**PROBLEM REQUIREMENTS**
Reproduce the nursery passage about Natalie from "Just about every" to "cheeks to match!", inclusive.

**TEXT SEGMENT**
----

She didn’t say much at first, listening to
my instructions and complying with them. We were pricking out Eucalyptus
seedlings at the time, and I suggested to her that gentle was the ideal. I could hear her ripping the taproots as she pulled
the seedlings from the trays! Within a week you can tell if the seedlings are
going to strike, and her’s were better than mine! Anyone who has had much to do
with plants knows about ‘green fingers’. Well, I’ve found that some nursery workers
have them, others don’t. Natalie did, and she could be rough as guts with
plants, yet they thrived! Her cuttings also struck very well. Mind you, I
didn’t dare have her showing new recruits her techniques!
We had these big shade-frames that we put
out over newly pricked out seedlings. They were made of one inch galvanised
pipe five metres by three, with shade cloth stretched over. They were awkward
to lift and quite heavy. Natalie, tiny as she was, never baulked, if I could do
it, she could do it! She was fiercely determined and fiercely independent and
actually a treasure to work with. Her father and I tried to encourage her to do
an apprenticeship but she said that she hated school and didn’t want to study
again – ever. But she was bright! Maybe because of her home environment, I
don’t know, but at smoko and lunchtime, while I was on the phone, she read. Not
girly stuff! History and biology were among her interests and she read the
newspaper and would chat away with me on topics that interested her.
Just about every morning when Natalie’s
father parked his car beside my office to drop her off, there was an argument
going on! I could hear plainly enough. Sometime
she would come into my office red-faced, other times she would mutter about her
‘old-fashioned father’. I didn’t offer an opinion, sometimes it’s better not
to. However, one day there was a particularly heated exchange outside! Natalie
came into my office with fire engine red hair and cheeks to match!
‘You’re a father,’ she stormed, ‘you
wouldn’t growl if one of your sons dyed his hair – would you?’
‘Of course not.’ I lied with my tongue
firmly in my cheek.
Once the heat had gone out of the argument
and we were talking sagely, I suggested that her blonde hair was attractive and
that her father will always struggle with change. She countered that she felt
the need to experiment. I agreed that it was her that it was her right, but the
fire engine red was not the way to go for the first time. She agreed that it
didn’t turn out quite the colour she expected and she agreed to try some less
gaudy colours. Her dad gradually moderated at that.
From time to time Natalie and I had
company in the prop-shed, and as time went on, business again picked up so we
took on a young fellow who the Labour Department had sent out during the
lifting season at the other nursery. We turned out to be a good team and
produced some nice plants. And it is fair to say that a few tricks were played
to keep the day’s activities flowing.

----

Records from a data source
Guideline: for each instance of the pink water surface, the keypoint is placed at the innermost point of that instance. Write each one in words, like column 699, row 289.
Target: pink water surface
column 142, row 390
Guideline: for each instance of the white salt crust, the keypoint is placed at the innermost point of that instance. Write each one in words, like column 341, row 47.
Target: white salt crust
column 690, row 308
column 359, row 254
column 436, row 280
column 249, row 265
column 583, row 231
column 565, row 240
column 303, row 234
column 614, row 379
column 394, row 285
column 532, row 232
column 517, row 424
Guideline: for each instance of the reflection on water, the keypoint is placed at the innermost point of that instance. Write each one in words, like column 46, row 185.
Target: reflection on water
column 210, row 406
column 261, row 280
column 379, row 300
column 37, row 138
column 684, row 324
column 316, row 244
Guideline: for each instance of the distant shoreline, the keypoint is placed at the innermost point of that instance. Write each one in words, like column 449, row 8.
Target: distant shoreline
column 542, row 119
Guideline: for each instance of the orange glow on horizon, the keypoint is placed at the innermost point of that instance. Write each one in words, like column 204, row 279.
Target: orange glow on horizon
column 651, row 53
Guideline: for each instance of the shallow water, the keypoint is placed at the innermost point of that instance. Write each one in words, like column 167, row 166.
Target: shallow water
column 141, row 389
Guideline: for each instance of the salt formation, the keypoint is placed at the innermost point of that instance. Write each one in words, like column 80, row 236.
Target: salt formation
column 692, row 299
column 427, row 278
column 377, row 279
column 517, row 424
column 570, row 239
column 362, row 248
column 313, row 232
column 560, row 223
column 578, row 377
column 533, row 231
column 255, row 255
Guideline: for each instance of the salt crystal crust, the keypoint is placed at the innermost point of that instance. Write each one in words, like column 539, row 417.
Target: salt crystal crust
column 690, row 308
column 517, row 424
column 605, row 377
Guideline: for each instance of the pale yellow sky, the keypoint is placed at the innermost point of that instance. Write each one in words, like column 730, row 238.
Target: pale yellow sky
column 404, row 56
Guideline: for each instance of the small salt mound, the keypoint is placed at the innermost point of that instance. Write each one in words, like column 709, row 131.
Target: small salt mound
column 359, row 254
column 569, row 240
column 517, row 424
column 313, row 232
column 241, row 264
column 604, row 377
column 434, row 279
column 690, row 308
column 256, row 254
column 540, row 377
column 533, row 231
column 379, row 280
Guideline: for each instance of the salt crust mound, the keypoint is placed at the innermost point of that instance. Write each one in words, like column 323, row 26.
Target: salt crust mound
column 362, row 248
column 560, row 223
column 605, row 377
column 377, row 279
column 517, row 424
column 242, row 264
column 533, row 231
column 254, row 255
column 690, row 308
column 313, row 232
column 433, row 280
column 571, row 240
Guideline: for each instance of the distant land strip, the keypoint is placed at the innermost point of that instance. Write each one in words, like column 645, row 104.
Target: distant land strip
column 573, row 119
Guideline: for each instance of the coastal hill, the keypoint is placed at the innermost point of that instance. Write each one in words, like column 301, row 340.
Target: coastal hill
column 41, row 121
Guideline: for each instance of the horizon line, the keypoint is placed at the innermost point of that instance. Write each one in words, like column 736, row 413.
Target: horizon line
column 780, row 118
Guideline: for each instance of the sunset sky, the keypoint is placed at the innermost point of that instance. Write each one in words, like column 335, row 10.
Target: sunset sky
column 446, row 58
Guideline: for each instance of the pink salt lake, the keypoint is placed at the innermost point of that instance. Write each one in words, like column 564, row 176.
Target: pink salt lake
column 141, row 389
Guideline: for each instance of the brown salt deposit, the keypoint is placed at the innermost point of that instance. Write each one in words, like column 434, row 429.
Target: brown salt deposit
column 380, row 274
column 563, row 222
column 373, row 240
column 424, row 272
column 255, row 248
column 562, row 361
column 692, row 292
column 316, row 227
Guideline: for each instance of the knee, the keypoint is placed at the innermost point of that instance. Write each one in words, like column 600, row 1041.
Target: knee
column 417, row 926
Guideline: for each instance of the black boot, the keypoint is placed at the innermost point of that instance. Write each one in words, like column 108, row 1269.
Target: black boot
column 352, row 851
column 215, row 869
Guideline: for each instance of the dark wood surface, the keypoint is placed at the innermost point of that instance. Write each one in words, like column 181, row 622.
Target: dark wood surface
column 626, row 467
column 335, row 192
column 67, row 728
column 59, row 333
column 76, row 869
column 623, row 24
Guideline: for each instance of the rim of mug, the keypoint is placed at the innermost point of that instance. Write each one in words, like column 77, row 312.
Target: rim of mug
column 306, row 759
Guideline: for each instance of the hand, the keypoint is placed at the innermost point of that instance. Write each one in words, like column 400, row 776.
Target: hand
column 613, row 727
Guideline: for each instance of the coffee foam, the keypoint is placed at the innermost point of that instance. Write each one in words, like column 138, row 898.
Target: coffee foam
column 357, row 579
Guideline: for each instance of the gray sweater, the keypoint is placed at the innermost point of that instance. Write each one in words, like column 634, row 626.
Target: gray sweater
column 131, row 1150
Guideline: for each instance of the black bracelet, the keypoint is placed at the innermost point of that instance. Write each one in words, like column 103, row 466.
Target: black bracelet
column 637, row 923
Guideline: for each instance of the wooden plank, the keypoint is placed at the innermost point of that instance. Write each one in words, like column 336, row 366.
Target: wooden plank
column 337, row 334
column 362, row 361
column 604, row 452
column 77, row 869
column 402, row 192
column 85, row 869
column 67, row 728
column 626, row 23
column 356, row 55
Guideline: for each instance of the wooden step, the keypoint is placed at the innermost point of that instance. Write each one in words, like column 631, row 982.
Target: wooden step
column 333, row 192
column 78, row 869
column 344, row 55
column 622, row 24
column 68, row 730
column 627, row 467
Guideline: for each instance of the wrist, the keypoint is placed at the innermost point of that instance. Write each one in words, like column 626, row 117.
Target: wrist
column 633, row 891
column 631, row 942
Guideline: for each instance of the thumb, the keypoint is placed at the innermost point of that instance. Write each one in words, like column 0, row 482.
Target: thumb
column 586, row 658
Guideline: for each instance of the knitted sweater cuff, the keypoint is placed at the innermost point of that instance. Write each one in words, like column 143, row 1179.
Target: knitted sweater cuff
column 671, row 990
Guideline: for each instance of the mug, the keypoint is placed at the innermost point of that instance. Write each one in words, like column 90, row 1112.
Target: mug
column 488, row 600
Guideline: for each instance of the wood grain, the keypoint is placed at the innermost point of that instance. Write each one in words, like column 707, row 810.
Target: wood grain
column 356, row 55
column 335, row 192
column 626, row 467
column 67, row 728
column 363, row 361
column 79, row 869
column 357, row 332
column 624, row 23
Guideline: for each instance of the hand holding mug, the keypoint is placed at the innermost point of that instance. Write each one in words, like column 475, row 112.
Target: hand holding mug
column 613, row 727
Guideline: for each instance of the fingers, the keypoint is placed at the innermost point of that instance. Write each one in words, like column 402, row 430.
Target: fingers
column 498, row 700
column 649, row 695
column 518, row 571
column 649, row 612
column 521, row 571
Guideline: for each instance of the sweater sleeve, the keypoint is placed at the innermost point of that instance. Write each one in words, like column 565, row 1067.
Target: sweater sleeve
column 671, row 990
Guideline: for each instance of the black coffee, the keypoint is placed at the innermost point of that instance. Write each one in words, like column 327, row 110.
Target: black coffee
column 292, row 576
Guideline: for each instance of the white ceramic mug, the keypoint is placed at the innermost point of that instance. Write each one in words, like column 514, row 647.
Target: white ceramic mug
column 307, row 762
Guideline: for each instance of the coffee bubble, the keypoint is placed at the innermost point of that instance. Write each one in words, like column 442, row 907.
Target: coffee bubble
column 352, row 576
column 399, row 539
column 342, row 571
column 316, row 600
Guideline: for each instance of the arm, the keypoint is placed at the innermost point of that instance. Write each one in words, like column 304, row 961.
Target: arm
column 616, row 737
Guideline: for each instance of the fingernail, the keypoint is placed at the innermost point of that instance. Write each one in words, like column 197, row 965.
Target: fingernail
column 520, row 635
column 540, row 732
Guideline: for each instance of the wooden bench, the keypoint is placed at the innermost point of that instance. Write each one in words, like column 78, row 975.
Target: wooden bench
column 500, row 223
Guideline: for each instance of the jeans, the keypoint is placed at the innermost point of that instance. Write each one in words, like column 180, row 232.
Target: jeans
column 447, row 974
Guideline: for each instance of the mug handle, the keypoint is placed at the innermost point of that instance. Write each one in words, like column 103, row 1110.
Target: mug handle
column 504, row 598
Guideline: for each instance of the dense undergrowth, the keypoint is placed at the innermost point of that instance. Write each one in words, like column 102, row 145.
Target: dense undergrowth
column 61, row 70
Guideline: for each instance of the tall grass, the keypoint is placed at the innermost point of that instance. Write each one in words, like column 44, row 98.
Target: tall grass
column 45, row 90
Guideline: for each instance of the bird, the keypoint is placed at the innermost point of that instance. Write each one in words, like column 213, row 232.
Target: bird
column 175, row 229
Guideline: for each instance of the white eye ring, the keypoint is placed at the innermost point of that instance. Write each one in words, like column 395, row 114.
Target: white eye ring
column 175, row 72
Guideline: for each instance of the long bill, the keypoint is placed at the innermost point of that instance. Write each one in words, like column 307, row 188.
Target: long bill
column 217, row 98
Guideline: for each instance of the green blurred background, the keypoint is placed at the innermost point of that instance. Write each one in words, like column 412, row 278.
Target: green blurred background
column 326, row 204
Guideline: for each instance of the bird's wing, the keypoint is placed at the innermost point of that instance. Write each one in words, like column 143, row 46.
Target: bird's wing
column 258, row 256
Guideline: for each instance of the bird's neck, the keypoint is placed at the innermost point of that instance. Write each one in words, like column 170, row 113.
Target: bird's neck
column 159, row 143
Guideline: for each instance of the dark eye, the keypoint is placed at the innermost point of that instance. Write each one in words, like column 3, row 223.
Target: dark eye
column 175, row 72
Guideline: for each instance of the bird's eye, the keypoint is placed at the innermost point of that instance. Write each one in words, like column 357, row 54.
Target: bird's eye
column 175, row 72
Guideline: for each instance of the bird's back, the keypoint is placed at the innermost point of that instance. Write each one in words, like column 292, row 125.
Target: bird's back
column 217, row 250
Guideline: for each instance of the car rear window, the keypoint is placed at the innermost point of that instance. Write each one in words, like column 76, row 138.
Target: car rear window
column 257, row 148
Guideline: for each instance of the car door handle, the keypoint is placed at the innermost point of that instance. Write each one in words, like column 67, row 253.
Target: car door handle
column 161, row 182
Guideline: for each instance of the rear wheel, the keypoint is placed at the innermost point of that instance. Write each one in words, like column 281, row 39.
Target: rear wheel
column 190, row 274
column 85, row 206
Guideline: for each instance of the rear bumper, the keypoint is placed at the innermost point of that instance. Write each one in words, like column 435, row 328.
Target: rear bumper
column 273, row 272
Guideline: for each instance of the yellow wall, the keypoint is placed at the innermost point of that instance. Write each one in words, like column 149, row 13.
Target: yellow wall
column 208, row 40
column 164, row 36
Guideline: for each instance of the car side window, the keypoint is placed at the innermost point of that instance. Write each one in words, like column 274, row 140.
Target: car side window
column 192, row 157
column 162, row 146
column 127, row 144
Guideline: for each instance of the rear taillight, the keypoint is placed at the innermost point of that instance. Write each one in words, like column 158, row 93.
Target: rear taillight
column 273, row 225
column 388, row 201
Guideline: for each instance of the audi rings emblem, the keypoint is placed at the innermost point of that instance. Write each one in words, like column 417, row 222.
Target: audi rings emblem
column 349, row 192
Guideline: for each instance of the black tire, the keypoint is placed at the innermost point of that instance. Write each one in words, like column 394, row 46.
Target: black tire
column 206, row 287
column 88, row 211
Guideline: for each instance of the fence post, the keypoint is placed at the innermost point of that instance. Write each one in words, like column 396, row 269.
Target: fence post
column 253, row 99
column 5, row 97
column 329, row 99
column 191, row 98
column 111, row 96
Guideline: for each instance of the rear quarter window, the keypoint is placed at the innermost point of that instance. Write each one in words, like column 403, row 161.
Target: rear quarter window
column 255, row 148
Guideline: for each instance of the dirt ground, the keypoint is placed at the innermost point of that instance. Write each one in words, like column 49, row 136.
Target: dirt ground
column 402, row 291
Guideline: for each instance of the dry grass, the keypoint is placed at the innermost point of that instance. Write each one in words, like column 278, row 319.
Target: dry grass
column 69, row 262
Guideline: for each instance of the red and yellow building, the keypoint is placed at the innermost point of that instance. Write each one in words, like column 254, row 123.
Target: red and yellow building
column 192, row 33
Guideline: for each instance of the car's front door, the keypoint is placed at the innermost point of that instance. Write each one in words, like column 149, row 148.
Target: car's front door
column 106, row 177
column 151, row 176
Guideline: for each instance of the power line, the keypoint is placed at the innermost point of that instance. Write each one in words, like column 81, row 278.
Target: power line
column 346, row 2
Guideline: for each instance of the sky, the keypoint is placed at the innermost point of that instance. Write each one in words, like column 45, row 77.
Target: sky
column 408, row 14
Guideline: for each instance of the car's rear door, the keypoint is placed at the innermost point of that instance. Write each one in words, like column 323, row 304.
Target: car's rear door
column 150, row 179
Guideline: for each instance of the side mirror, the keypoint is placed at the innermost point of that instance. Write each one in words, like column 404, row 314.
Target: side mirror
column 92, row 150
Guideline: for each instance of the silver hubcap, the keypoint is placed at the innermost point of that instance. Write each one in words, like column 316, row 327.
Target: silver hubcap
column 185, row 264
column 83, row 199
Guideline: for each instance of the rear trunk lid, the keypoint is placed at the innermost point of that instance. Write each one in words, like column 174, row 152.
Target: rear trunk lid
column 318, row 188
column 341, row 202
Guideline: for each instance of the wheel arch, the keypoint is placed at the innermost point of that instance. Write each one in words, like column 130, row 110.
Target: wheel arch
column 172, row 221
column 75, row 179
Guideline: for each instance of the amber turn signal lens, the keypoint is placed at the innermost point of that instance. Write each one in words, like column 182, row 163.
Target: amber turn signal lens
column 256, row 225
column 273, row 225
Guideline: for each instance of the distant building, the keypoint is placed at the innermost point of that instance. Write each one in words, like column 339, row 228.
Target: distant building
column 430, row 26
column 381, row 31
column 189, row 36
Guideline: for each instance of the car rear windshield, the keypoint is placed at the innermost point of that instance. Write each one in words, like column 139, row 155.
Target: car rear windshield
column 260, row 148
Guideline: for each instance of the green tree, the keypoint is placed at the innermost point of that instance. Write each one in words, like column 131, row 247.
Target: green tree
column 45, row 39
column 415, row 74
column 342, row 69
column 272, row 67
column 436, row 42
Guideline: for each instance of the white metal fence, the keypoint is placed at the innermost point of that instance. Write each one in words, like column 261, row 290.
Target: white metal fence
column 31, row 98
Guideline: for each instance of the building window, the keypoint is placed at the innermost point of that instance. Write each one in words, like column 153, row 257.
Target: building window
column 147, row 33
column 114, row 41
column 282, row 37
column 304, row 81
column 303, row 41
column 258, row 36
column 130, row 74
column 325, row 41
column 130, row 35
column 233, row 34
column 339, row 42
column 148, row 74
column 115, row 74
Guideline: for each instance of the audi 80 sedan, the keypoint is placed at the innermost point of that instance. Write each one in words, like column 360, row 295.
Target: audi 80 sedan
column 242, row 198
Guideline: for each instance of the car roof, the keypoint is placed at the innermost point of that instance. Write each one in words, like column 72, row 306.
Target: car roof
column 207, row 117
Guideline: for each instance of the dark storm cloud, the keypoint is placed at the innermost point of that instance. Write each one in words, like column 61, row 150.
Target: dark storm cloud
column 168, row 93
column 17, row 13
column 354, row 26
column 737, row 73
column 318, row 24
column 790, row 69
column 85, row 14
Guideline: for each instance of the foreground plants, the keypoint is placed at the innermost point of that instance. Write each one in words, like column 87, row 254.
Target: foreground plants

----

**SOLUTION FOR THIS TASK**
Just about every morning when Natalie’s
father parked his car beside my office to drop her off, there was an argument
going on! I could hear plainly enough. Sometime
she would come into my office red-faced, other times she would mutter about her
‘old-fashioned father’. I didn’t offer an opinion, sometimes it’s better not
to. However, one day there was a particularly heated exchange outside! Natalie
came into my office with fire engine red hair and cheeks to match!